**练习**: 将下列全部条目逐字照抄一遍，不得增删或改动任何一条。

**本题条目**:
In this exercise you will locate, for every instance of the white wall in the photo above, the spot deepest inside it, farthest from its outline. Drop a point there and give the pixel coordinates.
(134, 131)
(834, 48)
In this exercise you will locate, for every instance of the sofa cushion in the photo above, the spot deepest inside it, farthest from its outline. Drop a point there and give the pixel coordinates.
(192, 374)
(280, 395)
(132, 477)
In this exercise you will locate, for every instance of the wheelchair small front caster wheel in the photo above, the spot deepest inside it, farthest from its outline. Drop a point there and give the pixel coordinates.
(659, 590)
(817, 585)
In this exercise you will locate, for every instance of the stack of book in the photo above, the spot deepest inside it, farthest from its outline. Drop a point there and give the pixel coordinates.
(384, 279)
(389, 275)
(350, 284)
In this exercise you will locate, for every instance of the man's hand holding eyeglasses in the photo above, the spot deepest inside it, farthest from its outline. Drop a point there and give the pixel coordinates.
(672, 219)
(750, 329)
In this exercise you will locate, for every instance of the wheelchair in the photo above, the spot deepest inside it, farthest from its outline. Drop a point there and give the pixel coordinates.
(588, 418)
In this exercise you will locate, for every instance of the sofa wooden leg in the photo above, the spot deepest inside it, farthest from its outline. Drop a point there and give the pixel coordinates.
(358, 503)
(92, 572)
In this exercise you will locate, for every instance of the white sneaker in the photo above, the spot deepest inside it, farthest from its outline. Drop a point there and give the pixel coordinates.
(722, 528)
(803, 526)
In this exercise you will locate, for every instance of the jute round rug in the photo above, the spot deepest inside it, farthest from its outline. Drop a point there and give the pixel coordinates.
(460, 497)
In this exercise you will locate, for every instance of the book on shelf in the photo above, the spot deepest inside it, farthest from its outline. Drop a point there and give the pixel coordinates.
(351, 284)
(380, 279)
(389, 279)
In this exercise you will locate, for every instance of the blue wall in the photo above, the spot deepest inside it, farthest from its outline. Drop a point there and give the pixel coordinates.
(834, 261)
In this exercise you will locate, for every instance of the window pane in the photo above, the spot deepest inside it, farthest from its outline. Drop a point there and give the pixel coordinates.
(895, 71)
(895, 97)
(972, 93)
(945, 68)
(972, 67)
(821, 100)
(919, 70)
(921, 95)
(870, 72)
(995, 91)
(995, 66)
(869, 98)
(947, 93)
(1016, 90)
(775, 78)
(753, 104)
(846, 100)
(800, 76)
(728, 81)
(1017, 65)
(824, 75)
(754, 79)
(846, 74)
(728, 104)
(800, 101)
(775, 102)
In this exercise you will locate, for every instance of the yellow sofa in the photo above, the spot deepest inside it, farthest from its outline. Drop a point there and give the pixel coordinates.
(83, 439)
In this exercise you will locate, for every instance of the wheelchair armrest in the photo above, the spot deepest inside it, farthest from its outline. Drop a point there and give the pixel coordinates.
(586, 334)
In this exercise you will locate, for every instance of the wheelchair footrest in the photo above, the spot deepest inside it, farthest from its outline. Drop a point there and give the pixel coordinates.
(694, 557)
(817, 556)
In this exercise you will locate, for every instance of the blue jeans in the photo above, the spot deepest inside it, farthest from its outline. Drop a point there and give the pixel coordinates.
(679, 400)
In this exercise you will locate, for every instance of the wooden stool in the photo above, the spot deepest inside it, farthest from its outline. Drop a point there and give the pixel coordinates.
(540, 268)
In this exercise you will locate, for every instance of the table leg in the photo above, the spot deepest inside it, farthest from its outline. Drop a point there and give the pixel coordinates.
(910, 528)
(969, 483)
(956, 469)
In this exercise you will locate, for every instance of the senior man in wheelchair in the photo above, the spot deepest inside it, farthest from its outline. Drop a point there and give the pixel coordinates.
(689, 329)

**任务结果**:
In this exercise you will locate, for every instance of the white wall in the photo above, the spot deepest inside it, farthest from its outline. Drop a point there and give the pixel coordinates.
(134, 131)
(834, 48)
In this exercise you will locate, for every instance of the sofa cushion in the photo above, the spot deepest inside it, farthest from its outline. Drop a point there and give the pixel coordinates.
(192, 374)
(280, 395)
(132, 477)
In this exercise you will locate, for every instance of the wheelchair small front caster wheel in the photo above, the spot deepest inside it, farthest from its outline. Drop a point there and give the pixel coordinates.
(659, 590)
(817, 585)
In this exercise you will locate, for every instance of the stack of book in the photo above, the spot deepest inside it, farthest from its outline. Drop a point there and give the pixel coordinates.
(384, 279)
(389, 275)
(350, 284)
In this exercise you will locate, for every instance of the man's hand holding eyeglasses in the photo above, the spot deepest inside it, farthest from its outline. Drop a point there and give the pixel coordinates.
(672, 219)
(750, 329)
In this exercise you will locate, for every instance of the wheelchair in the photo above, the spot deepest inside it, farthest from its outline. Drop a point there and give the pixel coordinates.
(588, 418)
In this exercise you will locate, for every instance of the sofa wooden leg in the photo above, the spot deepest inside it, farthest from its outline. Drop a point there and give the pixel coordinates.
(358, 503)
(92, 572)
In this exercise you will locate, for every instance of the white sneaker in the photo above, the spot deepest inside it, farthest from its outline. Drop a point there and give the pixel coordinates.
(722, 528)
(803, 526)
In this exercise you will locate, for every instance of the jute round rug in the photo above, the spot deepest inside it, farthest from its outline. Drop a point there and give the pixel coordinates.
(460, 497)
In this exercise you will locate, for every instance of the book on shelf in the photo above, the spot deepest inside it, farthest from its outline. Drop a point there and give the pixel coordinates.
(351, 284)
(380, 279)
(389, 279)
In this exercise you will locate, for every instance of the blue wall in the photo above, the spot deepest inside it, farthest from its outline. Drop a point there and give the pixel coordinates.
(834, 261)
In this exercise you will locate, for every instance of the window pane in the photo above, the spot deepest inside it, farthest from its outline. Drop a point there and give the pixel coordinates.
(895, 71)
(895, 97)
(972, 93)
(945, 68)
(972, 67)
(821, 100)
(919, 70)
(921, 95)
(870, 72)
(995, 91)
(995, 66)
(869, 98)
(947, 93)
(1016, 90)
(775, 78)
(753, 104)
(846, 100)
(800, 76)
(728, 81)
(1017, 65)
(824, 75)
(754, 79)
(846, 74)
(728, 104)
(800, 101)
(775, 102)
In this exercise you will locate, for every instance of the yellow sofa in the photo above, the spot deepest inside it, farthest from its outline. Drop a point there and give the pixel coordinates.
(83, 439)
In this exercise you will locate, for every instance of the wheelchair armrest in the photo above, the spot deepest inside it, farthest from its outline. Drop a point there and give the pixel coordinates.
(586, 334)
In this exercise you will locate, for every instance of the wheelchair footrest in the photo above, the spot deepest inside it, farthest from its outline. Drop a point there and give the pixel coordinates.
(694, 557)
(817, 556)
In this exercise you will locate, for every instance of the blue jeans in the photo above, the spot deepest inside it, farthest from its outline. Drop a point there and give the pixel coordinates.
(679, 400)
In this exercise you will locate, for every instance of the wooden stool in the photo above, the spot deepest inside it, farthest from its outline. Drop a point there and give the pixel coordinates.
(540, 268)
In this exercise you will locate, for every instance of the table leg in the photo above, the spot deepest inside it, farthest from its outline. Drop a point there and give the pixel coordinates.
(910, 528)
(969, 483)
(956, 469)
In this exercise you will locate, for every instance of the senior man in wheelchair in the photo above, the spot deepest inside it, farthest from its outline. Drop a point there and give the pixel coordinates.
(689, 329)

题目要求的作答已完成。